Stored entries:
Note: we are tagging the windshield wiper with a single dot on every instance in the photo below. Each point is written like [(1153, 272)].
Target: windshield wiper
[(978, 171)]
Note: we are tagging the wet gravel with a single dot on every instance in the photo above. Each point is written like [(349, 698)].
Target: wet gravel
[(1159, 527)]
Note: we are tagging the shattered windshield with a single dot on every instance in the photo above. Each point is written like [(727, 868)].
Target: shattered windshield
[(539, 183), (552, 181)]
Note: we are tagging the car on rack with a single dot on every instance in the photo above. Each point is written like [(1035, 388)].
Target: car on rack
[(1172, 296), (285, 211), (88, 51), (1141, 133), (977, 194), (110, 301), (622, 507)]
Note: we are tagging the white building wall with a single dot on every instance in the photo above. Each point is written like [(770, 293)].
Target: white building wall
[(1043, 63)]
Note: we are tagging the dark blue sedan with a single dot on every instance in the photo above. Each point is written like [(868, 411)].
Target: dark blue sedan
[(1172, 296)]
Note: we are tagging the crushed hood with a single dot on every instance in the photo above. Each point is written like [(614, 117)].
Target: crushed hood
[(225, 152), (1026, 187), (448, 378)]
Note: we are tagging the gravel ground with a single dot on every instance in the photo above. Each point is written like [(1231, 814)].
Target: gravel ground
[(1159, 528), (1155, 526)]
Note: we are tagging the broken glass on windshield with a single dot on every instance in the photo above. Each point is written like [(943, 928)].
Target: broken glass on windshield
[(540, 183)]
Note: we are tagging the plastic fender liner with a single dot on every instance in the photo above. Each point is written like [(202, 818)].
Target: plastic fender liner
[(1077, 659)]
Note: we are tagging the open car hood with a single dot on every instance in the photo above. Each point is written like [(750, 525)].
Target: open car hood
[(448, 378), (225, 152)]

## WHAT YOU ARE ASKED TO DO
Gather every line from the entries above where the word "written" appears, and copy them.

## REPLY
Note: we are tagging the windshield wiper with a single dot on every instance in the photo below. Each point is written like [(1153, 272)].
Note: we are tagging the wet gravel with a single dot on every instance in the photo above. Each point is written like [(349, 698)].
Note: we are tagging the shattered windshield with a single dot on every instance in the photo above. Each point is written like [(727, 868)].
Note: we are tagging the car on rack with a single dot on every instance in the photo above. Each point is written like [(1035, 388)].
Note: we are tagging the white building wall with a single dot on every instance in the photo above. Each point is written like [(770, 293)].
Note: we are tagging the dark blue sedan with a single dot on every instance in the photo above. Each point is written like [(868, 411)].
Note: we are tagging the crushed hood with a single dot on every instance in the photo above. Each point is written like [(614, 117)].
Note: we are tagging the gravel ground with a single dot on every instance in the photo above. Each point is written like [(1231, 814)].
Note: we are tagging the broken glass on windshield with a single dot on every instance in the photo above. Each point is written like [(943, 928)].
Note: we are tagging the plastic fender liner with a single dot on every instance in the photo above. Each point is written like [(202, 818)].
Note: we are tagging the open car hood with a single dot on every instance in the photo above. Each point is written like [(750, 525)].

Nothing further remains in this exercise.